That there leftwing stuff
It would be nice if the climate change issue were just politics, but unfortunately that doesn’t seem to be the case. I don’t think it’s a hoax that the Colorado River is drying up – there are too many people who could tell us so if it were. Same with those floods in India and Pakistan last year, and the massive wildfires in Australia, and the shrinking ice in Greenland and Antarctica, and other little blips like that.
Ron DeSantis has been accused of a “catastrophic” approach to the climate crisis after he launched his campaign for US president by saying he rejects the “politicization of the weather” and questioning whether hurricanes hitting his home state of Florida have been worsened by climate change.
DeSantis, the Republican Florida governor who announced his bid for the White House via a glitch-heavy Twitter stream on Wednesday, has previously dismissed concerns about global heating as “leftwing stuff” and he expanded upon this theme during a Fox News interview following his campaign launch.
How comforting that would be if true, but…
While governor, DeSantis has adopted bills banning Florida’s cities from adopting 100% clean energy goals and barred the state’s pension fund from making investment decisions that consider the climate crisis due to what he called a corporate attempt to “impose an ideological agenda on the American people”. He has also attacked the US military for being “woke” for warning about the national security risks posed by climate impacts.
“The cost of taking his anti-climate record to the national stage as president would be catastrophic,” said Pete Maysmith, senior vice-president of campaigns for the League of Conservation Voters. “DeSantis has already made clear he would unleash his war on climate science, clean energy jobs, and strong pollution safeguards against clean air and clean water.”

+---+

Set tasks:
- A) Repeat the DeSantis climate passage from "That there leftwing" up to and including "blips like that.".
- B) Please answer these questions on the DeSantis climate passage:
(i) Which river does the writer say is drying up?
(ii) On what day did DeSantis announce his bid for the White House?
(iii) What position does Pete Maysmith hold?
- C) Resume the DeSantis climate passage after its last sentence.
The records have nothing to do with this.

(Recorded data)
+---+

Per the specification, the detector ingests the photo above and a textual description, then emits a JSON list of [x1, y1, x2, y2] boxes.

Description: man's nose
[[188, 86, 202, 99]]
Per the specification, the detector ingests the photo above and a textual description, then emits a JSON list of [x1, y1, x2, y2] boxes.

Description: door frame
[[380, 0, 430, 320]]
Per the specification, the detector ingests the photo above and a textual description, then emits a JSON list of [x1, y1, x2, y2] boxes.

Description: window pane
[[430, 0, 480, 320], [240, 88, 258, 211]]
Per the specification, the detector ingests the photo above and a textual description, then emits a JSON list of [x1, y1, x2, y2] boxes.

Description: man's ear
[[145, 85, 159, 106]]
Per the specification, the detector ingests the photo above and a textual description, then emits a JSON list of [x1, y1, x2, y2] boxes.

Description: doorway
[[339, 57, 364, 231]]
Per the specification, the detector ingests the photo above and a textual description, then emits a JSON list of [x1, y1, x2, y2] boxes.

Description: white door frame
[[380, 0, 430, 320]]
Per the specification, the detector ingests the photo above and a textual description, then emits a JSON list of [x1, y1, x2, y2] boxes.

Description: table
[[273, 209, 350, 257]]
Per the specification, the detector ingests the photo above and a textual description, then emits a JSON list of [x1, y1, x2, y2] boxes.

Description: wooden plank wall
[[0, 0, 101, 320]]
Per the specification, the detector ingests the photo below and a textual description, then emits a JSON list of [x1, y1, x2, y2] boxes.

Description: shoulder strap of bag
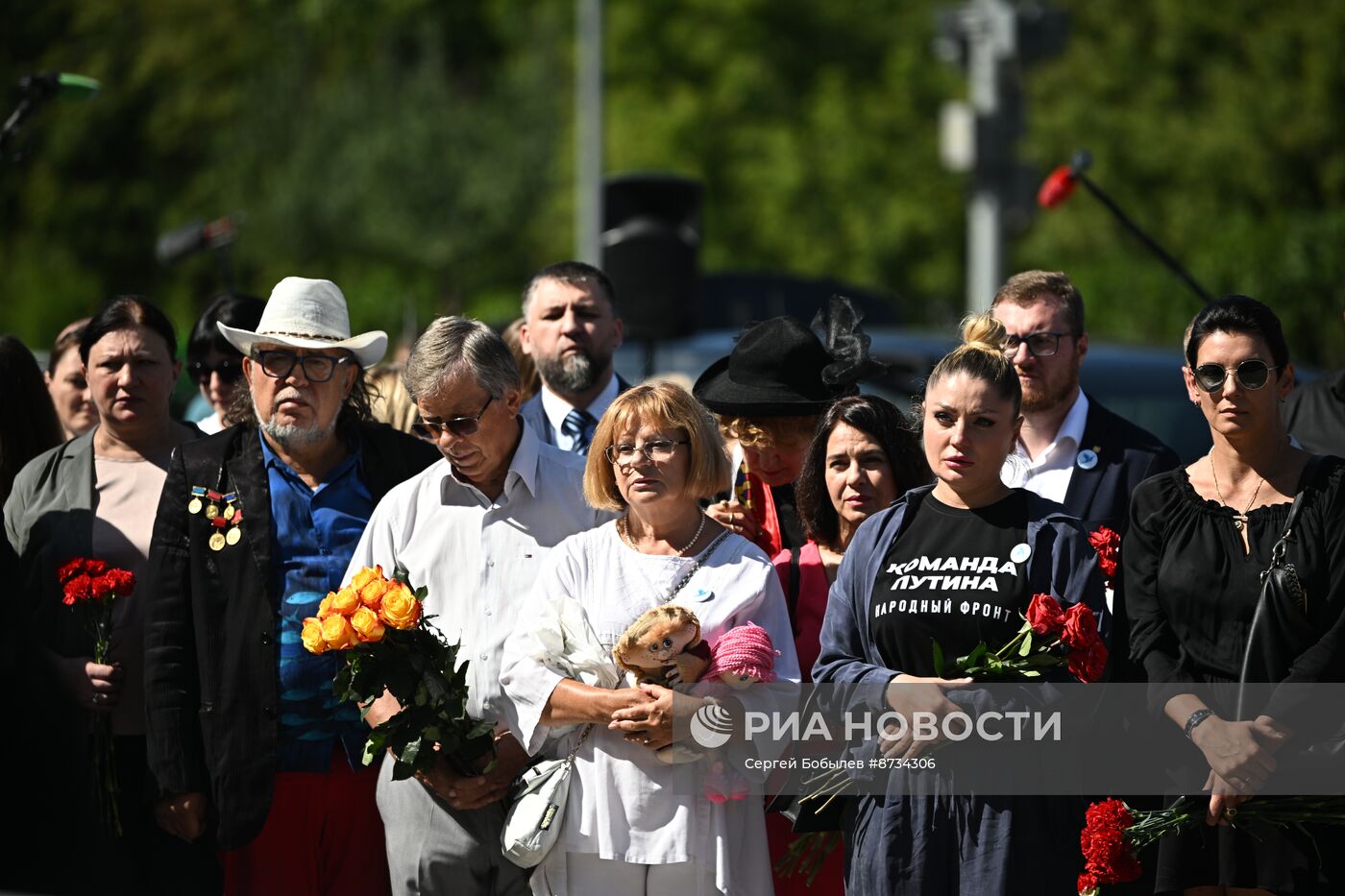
[[1236, 455, 1322, 719]]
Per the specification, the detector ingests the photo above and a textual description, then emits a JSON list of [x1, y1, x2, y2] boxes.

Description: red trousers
[[219, 749, 391, 896]]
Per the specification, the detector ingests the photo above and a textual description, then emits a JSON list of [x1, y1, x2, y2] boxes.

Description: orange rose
[[332, 585, 359, 617], [350, 567, 383, 591], [323, 614, 359, 650], [378, 583, 420, 630], [350, 578, 387, 611], [302, 617, 327, 654], [350, 607, 386, 644]]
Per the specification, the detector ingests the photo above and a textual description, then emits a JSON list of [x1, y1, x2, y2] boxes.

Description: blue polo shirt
[[261, 437, 374, 772]]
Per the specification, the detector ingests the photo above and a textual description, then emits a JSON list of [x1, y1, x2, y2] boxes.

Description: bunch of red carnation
[[57, 557, 135, 607], [1088, 526, 1120, 588], [1079, 799, 1140, 896]]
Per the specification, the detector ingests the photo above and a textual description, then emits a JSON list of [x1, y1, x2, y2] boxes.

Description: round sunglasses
[[1191, 358, 1279, 393]]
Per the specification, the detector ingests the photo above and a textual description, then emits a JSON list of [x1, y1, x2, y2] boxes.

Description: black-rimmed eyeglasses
[[416, 396, 495, 439], [1003, 329, 1079, 358], [257, 349, 351, 382], [1191, 358, 1279, 393], [602, 439, 692, 467]]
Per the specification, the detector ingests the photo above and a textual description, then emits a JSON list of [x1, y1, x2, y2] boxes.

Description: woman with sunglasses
[[1120, 296, 1345, 896], [187, 295, 266, 434], [501, 382, 799, 896]]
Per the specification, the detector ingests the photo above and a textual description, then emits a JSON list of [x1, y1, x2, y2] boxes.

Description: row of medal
[[187, 486, 243, 550]]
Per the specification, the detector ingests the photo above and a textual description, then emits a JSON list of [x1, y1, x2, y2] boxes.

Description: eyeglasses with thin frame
[[187, 358, 243, 382], [416, 396, 495, 439], [602, 439, 692, 467], [1003, 329, 1079, 358], [1190, 358, 1279, 393], [257, 349, 351, 382]]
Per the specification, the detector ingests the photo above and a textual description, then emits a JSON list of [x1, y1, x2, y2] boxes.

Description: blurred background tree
[[0, 0, 1345, 365]]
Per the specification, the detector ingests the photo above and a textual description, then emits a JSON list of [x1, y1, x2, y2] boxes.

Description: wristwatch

+---+

Expected results:
- A)
That there leftwing stuff
It would be nice if the climate change issue were just politics, but unfortunately that doesn’t seem to be the case. I don’t think it’s a hoax that the Colorado River is drying up – there are too many people who could tell us so if it were. Same with those floods in India and Pakistan last year, and the massive wildfires in Australia, and the shrinking ice in Greenland and Antarctica, and other little blips like that.

- B)
(i) The Colorado River.
(ii) Wednesday.
(iii) Senior vice-president of campaigns for the League of Conservation Voters.

- C)
If only we could vote climate change out.
The best source of data on Anthropogenic Global Warming (AGW) that I know of is at the site below run by the Sea Level Research Group of the University of Colorado, whose members use satellite altimetry, the reference point of which is the geographic centre of the Earth. They cite an average rise-rate of 3.4 +/- 0.4 mm/year. That in turn I MHO can be safely attributed to the burning of fossil carbon since the start of the Industrial Revolution circa 1750 AD. It equates to 3.4 metres per 1,000 years: enough to put a lot of the buildings of the Graeco-Roman world definitely under the briny if it had been going on since Classical times. But under the briny is where a fair number of coastal cities, towns, villages and prime agricultural land etc are headed by a few generations from now. I’d say real-estate opportunities galore, for the smart investor..
http://sealevel.colorado.edu/
C’mon, whaddo a buncha eggheads in COLORADO ffs know about oceans?
Seriously though Omar, either I remember you posting this same comment awhile before, or my mind is even more scrambled than I thought. Say it ain’t so! About my mind I mean.
So often we are told to “follow the money”. So let’s follow the money on climate change and we find that one of the biggest believers is the insurance companies, suffering huge claims and resulting in higher premiums or refusal to write policies in some areas.
Where I live we have just been through the biggest flood in 70 years and some of my neighbours have seen flood insurance refused at renewal or premiums rising from 100s to tens of thousands of dollars.
Very few insurance companies are run by “Lefties”, they are run by profit hungry capitalists who know on which side their greenbacks are buttered.
Bruce: @#2: I used to comment at a very right-wing, science-denying coal-shillery and under my birth-name and no nom-de-blog until I was unceremoniously chucked out, for repeatedly making that point, and banned forever and ever, amen. Also at Guardian Australia until financial constraints caused them to cease asking for reader comments on their articles. So, don’t worry about your mind. If you must worry, make it about the consequences of AGW as set out in ‘Storms of My Grandchildren’ by the leading climatologist Michael Mann, as at https://www.alibris.com/search/books/isbn/9781608195022 .
AP via Daily Kos: Drought, water overuse prompt Arizona to limit construction in some fast-growing parts of Phoenix
Strikes as “much too little, far too late”, but it’s something.
It’s something in the way deciding to leave a burning house is something. No wait, in the way setting a house on fire from the inside and then deciding to leave when the roof falls in is something. See also: Miami.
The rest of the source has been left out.